━━━━━ RECORDS FOR THIS TASK ━━━━━

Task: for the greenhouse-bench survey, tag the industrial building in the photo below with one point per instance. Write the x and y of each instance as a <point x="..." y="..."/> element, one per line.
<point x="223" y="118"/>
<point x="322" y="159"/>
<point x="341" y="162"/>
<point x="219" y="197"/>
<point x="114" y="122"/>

━━━━━

**EXERCISE**
The full set of entries should appear again, unchanged, line by line.

**OUTPUT BELOW**
Task: for the greenhouse-bench survey, tag the industrial building in the photo below with one point per instance. Write the x and y of each instance as a <point x="..." y="..."/> element, one per line.
<point x="223" y="118"/>
<point x="322" y="159"/>
<point x="341" y="162"/>
<point x="219" y="197"/>
<point x="114" y="122"/>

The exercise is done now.